-- begin TEXT PASSAGE --

I ought to watch the movie again, just to get it out of my head, but I'm not sure that will help. Listening to the soundtrack certainly hasn't.
Nor has reading fanfic--and...well, maybe this little facet of my personality isn't so well known as I thought, so I won't preface this with 'anyone who knows me very well,' and will simply say this: I have Issues with fanfic, so the fact that I'm reading any at all is strange in and of itself.
Why issues with fanfic?
Well, one reason really depends on the genre--I had to stop reading Harry Potter fanfic because I was starting to get the book canon vs the fanfic canon all messed up. If the writer isn't finished with the series, there's a big hazard that I'll get the worlds mixed up, and...yeah. I've tried very hard to stay away from HP fanfic, though for anyone who's interested in a Severus Snape mentors Harry kind of thing, I strongly recommend Aspen in the Sunlight's 'A Year Like None Other,' which is on skyehawke (archive.skyehawke.com, click on Popular Stories, hers is right at the top). But that one fic aside, I don't read HP stuff anymore--I can't. LotR is somewhat safer, as is Labyrinth, since the stories are finished, but...

-- end TEXT PASSAGE --

SET TASK 1:
Answer these questions about the fanfic passage:
(a) Besides reading fanfic, what has the writer been listening to?
(b) Why did the writer stop reading Harry Potter fanfic?
(c) Which two fandoms does the writer call somewhat safer?
The text and the records were taken from unrelated sources.

-- begin DATASET RECORDS --

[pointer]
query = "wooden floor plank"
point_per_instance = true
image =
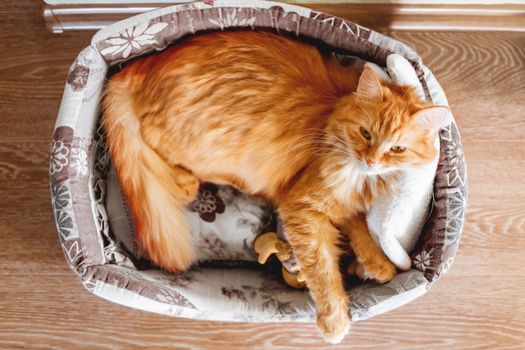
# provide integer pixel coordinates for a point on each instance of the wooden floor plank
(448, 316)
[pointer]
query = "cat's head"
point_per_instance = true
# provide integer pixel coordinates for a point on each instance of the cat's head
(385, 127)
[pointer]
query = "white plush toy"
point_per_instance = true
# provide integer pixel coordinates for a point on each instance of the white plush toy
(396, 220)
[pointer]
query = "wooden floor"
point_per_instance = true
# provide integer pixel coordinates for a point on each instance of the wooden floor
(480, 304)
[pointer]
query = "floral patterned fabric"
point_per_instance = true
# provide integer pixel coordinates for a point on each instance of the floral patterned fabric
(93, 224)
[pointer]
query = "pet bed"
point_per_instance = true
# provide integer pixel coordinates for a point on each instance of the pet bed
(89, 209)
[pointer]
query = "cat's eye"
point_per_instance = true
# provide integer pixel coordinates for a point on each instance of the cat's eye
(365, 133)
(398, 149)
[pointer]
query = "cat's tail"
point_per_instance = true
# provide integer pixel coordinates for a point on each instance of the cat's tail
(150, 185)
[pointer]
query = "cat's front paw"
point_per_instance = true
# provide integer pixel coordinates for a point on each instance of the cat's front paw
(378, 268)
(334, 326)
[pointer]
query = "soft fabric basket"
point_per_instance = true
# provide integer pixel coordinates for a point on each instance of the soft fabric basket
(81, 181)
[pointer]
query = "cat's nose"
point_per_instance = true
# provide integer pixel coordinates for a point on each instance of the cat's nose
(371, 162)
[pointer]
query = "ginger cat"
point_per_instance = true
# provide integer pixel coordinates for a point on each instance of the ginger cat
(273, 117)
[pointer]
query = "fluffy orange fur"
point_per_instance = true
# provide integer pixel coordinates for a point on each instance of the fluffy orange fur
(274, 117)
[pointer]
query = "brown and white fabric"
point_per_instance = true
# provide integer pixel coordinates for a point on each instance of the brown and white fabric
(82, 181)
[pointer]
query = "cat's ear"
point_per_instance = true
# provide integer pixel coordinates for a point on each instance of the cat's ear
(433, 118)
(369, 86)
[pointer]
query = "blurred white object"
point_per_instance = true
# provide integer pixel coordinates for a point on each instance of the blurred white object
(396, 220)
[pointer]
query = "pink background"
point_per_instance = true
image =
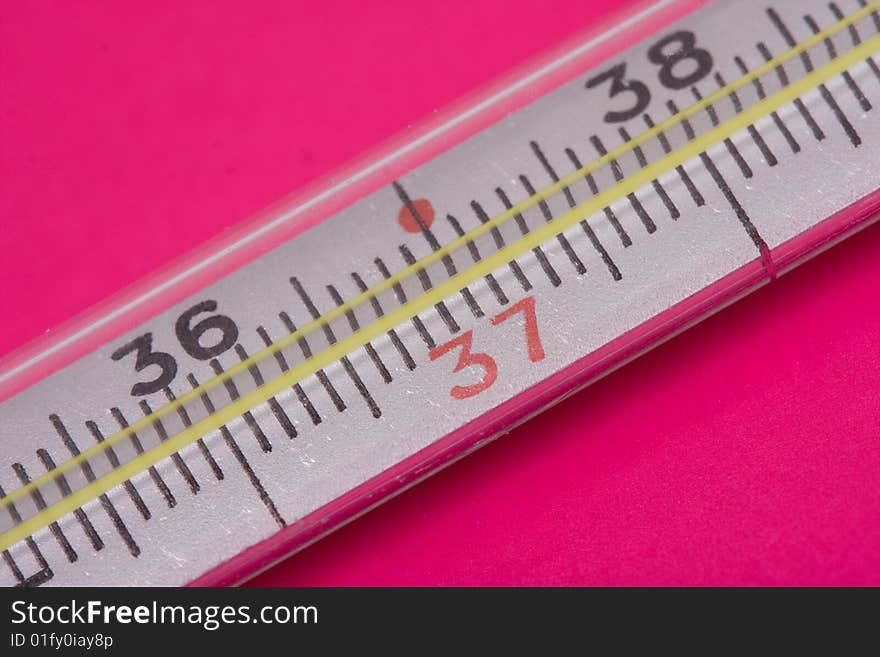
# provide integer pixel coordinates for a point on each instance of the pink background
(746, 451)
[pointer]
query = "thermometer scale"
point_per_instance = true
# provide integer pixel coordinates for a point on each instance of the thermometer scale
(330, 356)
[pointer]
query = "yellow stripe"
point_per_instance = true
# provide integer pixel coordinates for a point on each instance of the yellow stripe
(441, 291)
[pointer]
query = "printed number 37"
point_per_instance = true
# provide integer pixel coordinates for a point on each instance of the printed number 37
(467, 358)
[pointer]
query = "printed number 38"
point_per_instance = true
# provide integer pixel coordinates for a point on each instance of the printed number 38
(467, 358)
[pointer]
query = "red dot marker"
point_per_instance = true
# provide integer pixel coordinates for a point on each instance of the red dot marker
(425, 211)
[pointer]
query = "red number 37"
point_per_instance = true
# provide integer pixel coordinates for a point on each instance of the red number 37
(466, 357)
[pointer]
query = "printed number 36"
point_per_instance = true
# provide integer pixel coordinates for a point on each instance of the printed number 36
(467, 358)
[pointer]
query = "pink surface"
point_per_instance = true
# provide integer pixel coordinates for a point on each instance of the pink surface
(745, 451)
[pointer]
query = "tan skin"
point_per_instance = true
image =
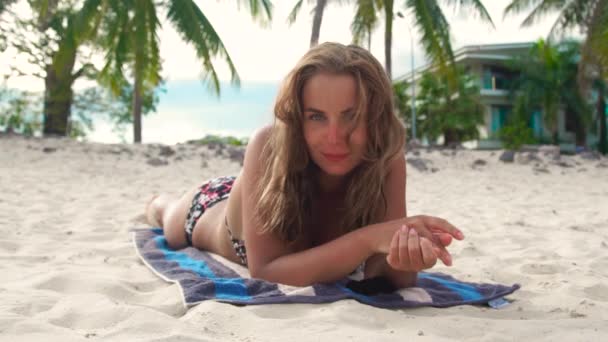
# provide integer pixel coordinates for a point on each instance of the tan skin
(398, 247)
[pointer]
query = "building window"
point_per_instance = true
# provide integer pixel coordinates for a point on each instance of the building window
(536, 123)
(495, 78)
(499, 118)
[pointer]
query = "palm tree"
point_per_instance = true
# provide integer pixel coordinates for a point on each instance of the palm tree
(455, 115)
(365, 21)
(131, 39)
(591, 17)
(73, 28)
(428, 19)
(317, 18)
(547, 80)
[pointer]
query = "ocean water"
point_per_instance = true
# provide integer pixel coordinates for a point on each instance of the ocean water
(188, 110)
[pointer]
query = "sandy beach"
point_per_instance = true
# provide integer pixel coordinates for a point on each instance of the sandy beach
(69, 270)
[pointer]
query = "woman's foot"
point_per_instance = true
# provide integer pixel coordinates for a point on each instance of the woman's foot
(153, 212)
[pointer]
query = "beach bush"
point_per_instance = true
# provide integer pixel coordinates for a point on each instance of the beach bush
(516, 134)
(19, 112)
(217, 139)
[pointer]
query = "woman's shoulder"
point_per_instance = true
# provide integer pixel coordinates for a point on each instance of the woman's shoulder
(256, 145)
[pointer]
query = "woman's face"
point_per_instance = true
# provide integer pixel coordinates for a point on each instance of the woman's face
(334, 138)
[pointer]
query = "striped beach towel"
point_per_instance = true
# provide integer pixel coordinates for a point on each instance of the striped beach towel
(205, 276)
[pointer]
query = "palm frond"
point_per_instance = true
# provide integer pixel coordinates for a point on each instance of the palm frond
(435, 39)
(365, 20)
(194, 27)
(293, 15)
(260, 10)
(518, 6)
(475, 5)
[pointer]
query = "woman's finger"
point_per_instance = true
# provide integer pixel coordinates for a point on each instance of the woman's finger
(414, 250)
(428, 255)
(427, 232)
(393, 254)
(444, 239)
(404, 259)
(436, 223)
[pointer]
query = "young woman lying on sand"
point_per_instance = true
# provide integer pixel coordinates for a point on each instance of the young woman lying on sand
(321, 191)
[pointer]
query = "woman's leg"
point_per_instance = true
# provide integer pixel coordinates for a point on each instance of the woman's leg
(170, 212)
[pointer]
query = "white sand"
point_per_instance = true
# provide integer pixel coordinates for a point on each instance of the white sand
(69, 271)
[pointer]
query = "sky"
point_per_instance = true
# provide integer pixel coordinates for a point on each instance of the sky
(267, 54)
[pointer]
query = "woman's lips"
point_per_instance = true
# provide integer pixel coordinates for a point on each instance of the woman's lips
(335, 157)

-- end DATASET RECORDS --

SET TASK 2: List every line of the records that contains the string "plush". Case counts.

PROBLEM SOLUTION 1:
(a) The movie's soundtrack.
(b) The writer was starting to get the book canon and the fanfic canon all mixed up.
(c) LotR and Labyrinth.

PROBLEM SOLUTION 2:
query = "white plush toy"
# provide integer pixel coordinates for a point on each instance of the white plush toy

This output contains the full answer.